→ **Complete the following**
[1] In the piece below about writing like ChatGPT, what does a sentence that feels "too ChatGPT" lack?
[2] Extend the piece below about writing like ChatGPT, picking up after its final sentence.

→ **Text excerpt**
* * *
Tag: communication

  • We’re Starting to Write Like ChatGPT (and We Don’t Even Notice)

    We’re Starting to Write Like ChatGPT (and We Don’t Even Notice)

    There was a moment when we sensed a subtle, almost imperceptible shift. It’s not about how we use AI, but about how we write ourselves. It’s not a matter of employing ChatGPT – it’s ChatGPT quietly starting to use us.

    For months, we’ve been reading and editing AI-generated or AI-enhanced texts: emails, landing pages, social media posts, scripts, articles, microcopy. And without realizing it, we begin to absorb its rhythm, its structure, that flawless syntactic polish. It’s as if we’re internalizing a new editorial style, one with distinct traits: short, light sentences, airy paragraphs, a conversational yet orderly tone, concepts simplified, metaphors and punchy closings.

    Does it sound familiar? Probably. And that familiarity is a sign that something new, invisible yet powerful, is already shaping the way we write.

    Recognizing the “Scent” of a ChatGPT-Style Text

    When we write, we sometimes pause and think: “No, this sentence is too ChatGPT.” It lacks the asymmetry that makes a text human. That slight twist, the mildly ironic choice, the word a statistical model would never pick.
* * *
→ **The data**
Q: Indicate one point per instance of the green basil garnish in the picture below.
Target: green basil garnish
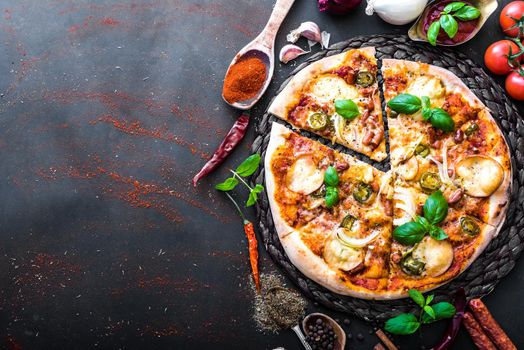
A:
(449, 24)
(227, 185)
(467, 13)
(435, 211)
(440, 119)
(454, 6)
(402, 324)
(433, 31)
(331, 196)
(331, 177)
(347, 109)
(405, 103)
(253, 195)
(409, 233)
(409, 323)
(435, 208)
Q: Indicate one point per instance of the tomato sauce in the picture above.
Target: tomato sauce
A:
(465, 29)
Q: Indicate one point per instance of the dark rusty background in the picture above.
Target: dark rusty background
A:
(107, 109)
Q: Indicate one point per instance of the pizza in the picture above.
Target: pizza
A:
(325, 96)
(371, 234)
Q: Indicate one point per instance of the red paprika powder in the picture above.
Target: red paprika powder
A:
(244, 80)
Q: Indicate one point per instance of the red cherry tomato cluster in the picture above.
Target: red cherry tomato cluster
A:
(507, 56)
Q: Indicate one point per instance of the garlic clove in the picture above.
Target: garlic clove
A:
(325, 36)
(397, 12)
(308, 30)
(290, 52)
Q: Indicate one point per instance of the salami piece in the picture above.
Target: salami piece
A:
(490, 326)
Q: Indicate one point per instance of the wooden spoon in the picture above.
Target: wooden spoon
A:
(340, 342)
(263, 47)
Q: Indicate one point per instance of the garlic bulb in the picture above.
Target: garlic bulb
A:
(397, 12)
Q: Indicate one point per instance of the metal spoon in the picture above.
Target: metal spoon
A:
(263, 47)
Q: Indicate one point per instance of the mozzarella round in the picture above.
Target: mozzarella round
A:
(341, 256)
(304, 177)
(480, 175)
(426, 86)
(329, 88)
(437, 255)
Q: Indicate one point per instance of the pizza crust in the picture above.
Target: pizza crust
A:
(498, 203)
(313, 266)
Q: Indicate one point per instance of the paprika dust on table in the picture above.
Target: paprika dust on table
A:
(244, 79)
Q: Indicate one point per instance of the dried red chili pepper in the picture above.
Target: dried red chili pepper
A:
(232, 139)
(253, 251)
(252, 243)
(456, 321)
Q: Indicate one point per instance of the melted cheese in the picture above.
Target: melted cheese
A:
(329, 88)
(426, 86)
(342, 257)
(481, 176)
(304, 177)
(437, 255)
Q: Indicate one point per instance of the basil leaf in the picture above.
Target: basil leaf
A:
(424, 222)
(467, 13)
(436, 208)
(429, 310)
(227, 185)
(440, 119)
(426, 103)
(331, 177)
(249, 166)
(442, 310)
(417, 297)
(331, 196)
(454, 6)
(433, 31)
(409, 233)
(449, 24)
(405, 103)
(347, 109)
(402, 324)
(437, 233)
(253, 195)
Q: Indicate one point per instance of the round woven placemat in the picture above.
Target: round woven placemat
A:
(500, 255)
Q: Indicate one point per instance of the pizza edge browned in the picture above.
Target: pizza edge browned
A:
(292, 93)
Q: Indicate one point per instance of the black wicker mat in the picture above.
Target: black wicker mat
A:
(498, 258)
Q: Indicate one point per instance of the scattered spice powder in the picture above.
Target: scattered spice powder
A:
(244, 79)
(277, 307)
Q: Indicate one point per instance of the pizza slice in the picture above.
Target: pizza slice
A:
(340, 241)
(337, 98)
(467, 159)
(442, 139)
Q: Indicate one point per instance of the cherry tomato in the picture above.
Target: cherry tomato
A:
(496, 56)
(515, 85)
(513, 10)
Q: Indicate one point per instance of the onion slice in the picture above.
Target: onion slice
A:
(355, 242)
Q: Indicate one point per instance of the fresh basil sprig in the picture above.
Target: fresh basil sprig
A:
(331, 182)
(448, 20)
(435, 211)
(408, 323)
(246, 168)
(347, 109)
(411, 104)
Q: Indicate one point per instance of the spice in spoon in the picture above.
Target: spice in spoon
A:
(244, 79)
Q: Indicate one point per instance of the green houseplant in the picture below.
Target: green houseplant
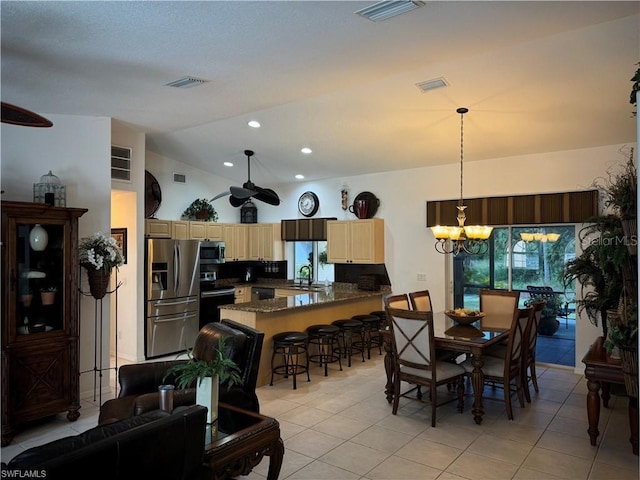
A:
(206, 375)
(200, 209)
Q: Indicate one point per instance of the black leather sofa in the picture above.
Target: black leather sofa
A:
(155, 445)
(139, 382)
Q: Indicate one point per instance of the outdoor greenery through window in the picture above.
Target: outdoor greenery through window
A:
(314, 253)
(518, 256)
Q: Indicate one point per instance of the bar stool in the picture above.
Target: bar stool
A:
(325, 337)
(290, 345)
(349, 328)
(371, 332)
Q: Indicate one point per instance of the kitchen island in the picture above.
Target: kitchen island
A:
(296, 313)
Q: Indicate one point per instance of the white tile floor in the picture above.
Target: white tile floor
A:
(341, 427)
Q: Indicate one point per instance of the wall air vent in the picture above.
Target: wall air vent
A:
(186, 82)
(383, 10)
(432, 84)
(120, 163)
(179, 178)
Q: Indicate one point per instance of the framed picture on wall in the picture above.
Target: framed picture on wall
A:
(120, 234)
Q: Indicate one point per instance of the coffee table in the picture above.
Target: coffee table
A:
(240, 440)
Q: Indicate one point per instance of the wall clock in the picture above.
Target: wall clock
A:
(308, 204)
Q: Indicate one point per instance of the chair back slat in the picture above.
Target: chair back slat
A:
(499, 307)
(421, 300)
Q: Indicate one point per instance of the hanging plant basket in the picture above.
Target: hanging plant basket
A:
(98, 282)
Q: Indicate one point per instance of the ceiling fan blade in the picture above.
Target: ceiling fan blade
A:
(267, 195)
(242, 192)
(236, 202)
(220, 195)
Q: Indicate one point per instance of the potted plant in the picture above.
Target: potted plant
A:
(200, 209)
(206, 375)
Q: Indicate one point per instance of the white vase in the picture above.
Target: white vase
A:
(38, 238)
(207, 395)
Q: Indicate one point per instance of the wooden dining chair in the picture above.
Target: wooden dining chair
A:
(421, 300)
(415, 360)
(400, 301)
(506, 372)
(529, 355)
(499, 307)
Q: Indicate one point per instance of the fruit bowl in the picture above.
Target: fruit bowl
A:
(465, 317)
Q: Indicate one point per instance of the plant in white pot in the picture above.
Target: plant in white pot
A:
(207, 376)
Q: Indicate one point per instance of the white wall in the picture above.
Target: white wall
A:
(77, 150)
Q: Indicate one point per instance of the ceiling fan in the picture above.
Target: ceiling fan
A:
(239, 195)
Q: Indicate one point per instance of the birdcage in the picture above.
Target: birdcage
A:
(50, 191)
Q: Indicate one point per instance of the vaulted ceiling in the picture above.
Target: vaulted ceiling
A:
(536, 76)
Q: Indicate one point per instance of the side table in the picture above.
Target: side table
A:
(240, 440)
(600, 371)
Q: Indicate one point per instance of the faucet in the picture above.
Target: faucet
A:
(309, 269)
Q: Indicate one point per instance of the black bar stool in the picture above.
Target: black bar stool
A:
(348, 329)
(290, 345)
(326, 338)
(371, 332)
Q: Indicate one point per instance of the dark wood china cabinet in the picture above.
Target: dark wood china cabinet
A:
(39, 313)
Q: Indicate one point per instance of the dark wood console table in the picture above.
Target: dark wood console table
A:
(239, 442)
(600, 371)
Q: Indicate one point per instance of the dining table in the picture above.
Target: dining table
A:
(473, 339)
* * *
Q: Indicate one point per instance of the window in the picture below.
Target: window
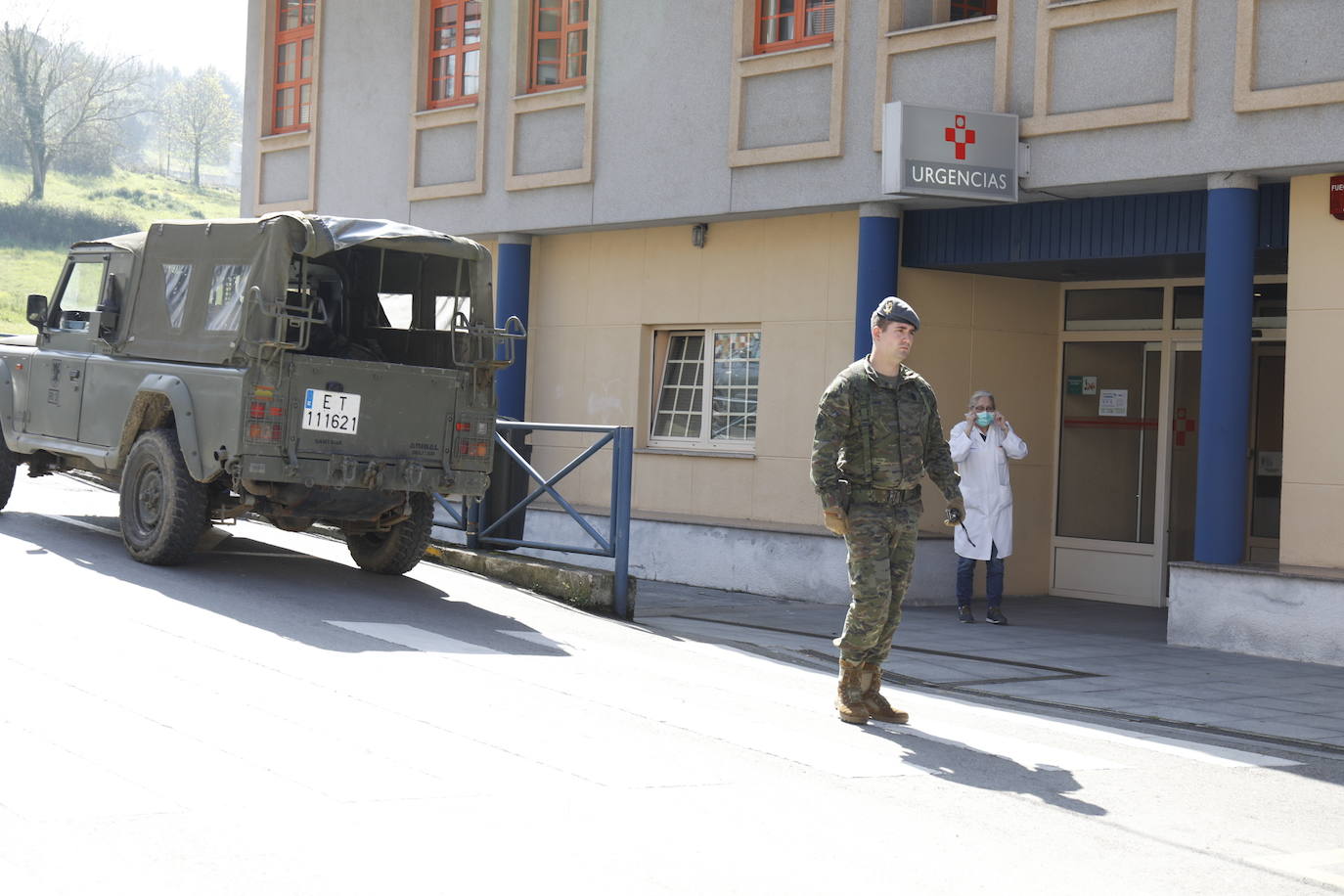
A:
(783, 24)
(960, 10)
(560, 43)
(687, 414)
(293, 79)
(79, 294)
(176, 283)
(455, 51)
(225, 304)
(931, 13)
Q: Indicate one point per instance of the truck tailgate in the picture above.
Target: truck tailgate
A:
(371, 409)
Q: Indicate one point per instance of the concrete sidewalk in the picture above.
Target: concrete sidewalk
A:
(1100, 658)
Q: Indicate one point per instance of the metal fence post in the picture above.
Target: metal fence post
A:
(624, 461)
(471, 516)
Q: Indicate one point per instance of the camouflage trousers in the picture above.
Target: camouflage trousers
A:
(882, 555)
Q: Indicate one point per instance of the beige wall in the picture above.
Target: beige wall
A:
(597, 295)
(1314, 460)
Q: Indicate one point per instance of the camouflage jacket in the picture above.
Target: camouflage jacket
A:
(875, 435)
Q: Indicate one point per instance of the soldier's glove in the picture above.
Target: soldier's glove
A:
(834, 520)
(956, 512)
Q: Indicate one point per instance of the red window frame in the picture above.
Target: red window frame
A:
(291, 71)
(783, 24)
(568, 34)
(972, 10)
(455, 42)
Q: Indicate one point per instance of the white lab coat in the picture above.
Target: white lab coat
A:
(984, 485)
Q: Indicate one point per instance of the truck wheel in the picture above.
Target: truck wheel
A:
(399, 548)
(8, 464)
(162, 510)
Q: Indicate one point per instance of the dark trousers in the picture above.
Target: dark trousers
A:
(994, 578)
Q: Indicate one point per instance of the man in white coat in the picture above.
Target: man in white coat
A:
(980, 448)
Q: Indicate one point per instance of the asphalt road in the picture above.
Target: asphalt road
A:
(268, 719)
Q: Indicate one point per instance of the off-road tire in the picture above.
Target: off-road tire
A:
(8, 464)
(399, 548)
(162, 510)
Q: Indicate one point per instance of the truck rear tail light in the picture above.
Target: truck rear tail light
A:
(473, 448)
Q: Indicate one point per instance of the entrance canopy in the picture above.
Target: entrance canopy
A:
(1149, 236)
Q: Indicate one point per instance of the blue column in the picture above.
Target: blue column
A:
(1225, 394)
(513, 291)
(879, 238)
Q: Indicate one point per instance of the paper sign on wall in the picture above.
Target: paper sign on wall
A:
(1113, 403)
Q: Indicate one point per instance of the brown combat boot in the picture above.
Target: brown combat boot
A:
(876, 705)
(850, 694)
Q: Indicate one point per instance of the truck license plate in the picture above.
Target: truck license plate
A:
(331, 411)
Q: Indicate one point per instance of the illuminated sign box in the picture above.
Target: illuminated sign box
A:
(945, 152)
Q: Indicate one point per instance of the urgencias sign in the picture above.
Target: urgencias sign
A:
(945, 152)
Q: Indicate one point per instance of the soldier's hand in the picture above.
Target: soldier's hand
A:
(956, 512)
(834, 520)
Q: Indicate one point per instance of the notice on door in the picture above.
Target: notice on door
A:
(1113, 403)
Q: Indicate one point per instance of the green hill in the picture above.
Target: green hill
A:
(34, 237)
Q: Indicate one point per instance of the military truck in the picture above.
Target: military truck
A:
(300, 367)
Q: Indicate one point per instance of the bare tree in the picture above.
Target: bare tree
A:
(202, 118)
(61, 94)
* * *
→ **Responses by task**
[1] It lacks the asymmetry that makes a text human.

[2]
    This was exactly what happened at Creative Words when we found ourselves debating one point:

    AI isn’t replacing our way of writing. It’s rewriting our writing standard. For years, we wrestled with long-winded, heavy texts. Now, after months of working with AI, our brains have upgraded: we can instantly spot when a sentence is confusing or convoluted, and we know how to simplify it. Why? Because we’ve been exposed to thousands of examples of clean writing. ChatGPT has become our invisible editorial gym.

    But how do you recognize a “too ChatGPT” text?

    By now, we can feel it instinctively: when a text over-explains, leans on didactic metaphors, or always ends with a moral. That’s when we start looking for offbeat irony, deliberate imperfection, a less predictable stylistic choice.

    We’re not writing like ChatGPT. We’re writing after ChatGPT. And we have the power to break the rules, to layer humanity on top of an AI base. Like that simple yet perfect line: “Just with better chairs.” A model probably would never have picked it. But a human, who’s learned from AI, would.

    This is the real evolution of writing in 2026: not replacing humanity with AI, but overlaying it, enhancing it, choosing it.